## PAGE EXTRACT

####

One of the common elements that I have woven through every story is the coming together, and keeping together, of that most beloved marriage relationship. I’ve recently gained a new understanding of how thoroughly distorted it has become in our world. In a vigilant effort to protect ourselves and our children, it seems that many people have lost sight of the very purpose for this battle. As we cry out for the eradication of the ripples of evil caused by pornography’s disparagement of the human body, do we pause to remember the counterpoint that the body is a temple, a gift from God—His greatest creation? Do we honor its magnificent abilities related to the power of creating life in partnership with God? While we redouble our efforts to push away the gross distortions of the world’s view of these things, do we remember—and teach our youth—to revere and treasure how glorious and wondrous God intended that relationship to be when used within its proper boundaries? I believe that many of us, without consciously thinking about it, have become so understandably concerned about fighting the battle against evil, we haven’t stopped to realize that Satan has led us to feel uncomfortable about any discussion of human intimacy. While the world mocks it with crudeness and vulgarity, have we become afraid to talk about it at all for fear of putting ourselves into that worldly category?

Throughout my life I’ve seen much evidence of how Satan destroys what is good by creating unwarranted guilt and misunderstanding. Isaiah said, Wo unto them that call evil good, and good evil (2 Ne. 15:20). It would seem that Satan is capable of doing as much damage with one attitude as he is with the other. In these, the last days, the lines between good and evil must be defined more clearly than ever. I believe that Satan is keenly aware of the damage he can do to the human relationship with his ability to “call evil good, and good evil.” I’ve seen marriages crumble and youth become lost over the failure to understand that our war against pornography and immorality is for the sole purpose of preserving and defending that most sacred aspect of the marriage relationship. It is discussed frankly in the temple and by our latter-day prophets, but we hesitate to talk about it enough to thwart Satan’s effort to distort and confuse the issue.

I am absolutely certain this story was given to me as one tiny effort to shed some light of understanding on what is right and good in matters of human intimacy. Through these characters’ eyes I have gained a new level of understanding on the stages of human emotion that are irrevocably connected to our God-given instincts. I hope you will enjoy the story for what it is—a story. And I hope that perhaps you’ll find some new perspective that could possibly make your own life and relationships a little better. Perhaps it will give you a point of reference for discussing a sensitive topic with your spouse or your children. And may God be with us all as we continue to fight the battle.

####

## EXERCISE INPUT
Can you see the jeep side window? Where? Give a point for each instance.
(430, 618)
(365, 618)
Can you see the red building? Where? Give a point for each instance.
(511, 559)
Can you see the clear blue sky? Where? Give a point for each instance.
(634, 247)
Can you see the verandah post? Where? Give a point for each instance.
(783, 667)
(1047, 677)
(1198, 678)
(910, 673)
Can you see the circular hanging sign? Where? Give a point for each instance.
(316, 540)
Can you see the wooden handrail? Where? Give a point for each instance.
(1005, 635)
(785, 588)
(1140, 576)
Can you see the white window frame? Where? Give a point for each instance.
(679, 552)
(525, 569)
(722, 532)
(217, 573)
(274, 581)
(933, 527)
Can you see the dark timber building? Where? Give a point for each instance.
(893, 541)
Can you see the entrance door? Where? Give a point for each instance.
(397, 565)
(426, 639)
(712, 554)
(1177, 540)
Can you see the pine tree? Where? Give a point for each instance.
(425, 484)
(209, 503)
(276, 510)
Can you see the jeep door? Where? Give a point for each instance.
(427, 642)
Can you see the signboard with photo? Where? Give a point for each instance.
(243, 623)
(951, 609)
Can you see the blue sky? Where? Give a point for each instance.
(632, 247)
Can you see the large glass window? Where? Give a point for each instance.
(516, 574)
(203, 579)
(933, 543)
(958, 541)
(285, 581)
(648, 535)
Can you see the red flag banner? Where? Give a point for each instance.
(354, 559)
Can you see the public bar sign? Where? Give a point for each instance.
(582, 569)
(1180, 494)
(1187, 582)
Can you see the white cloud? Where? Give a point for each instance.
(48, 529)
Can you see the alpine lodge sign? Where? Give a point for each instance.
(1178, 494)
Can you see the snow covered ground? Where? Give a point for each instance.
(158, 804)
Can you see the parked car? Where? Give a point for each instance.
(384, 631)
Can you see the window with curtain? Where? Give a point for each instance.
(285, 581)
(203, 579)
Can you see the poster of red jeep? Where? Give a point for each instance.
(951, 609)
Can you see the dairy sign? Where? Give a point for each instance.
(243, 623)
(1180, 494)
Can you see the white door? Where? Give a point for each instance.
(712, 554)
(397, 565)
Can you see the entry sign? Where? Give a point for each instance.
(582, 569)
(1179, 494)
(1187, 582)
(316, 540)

####

## SHORT PROBLEM 1
In the note on marriage and intimacy, who is quoted as saying "Wo unto them that call evil good, and good evil"?
## SHORT PROBLEM 2
From the rows, reproduce word for word the part that opens with the line containing "Can you see the clear" and closes with the line containing "(1140, 576)", including both of those lines.

## FULL RESPONSE 1
Isaiah

## FULL RESPONSE 2
Can you see the clear blue sky? Where? Give a point for each instance.
(634, 247)
Can you see the verandah post? Where? Give a point for each instance.
(783, 667)
(1047, 677)
(1198, 678)
(910, 673)
Can you see the circular hanging sign? Where? Give a point for each instance.
(316, 540)
Can you see the wooden handrail? Where? Give a point for each instance.
(1005, 635)
(785, 588)
(1140, 576)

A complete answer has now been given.